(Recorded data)
┌──

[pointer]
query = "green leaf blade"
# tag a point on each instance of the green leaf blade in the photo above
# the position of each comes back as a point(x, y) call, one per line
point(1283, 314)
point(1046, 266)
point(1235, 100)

└──

TASK INSTRUCTIONS ->
Copy the records above line for line, changing nothing.

TASK SOLUTION ->
[pointer]
query = "green leaf blade"
# tag a point on each instance of the green leaf blade in the photo above
# the position of each comes back as a point(x, y) call, one per line
point(1283, 314)
point(1046, 266)
point(1235, 100)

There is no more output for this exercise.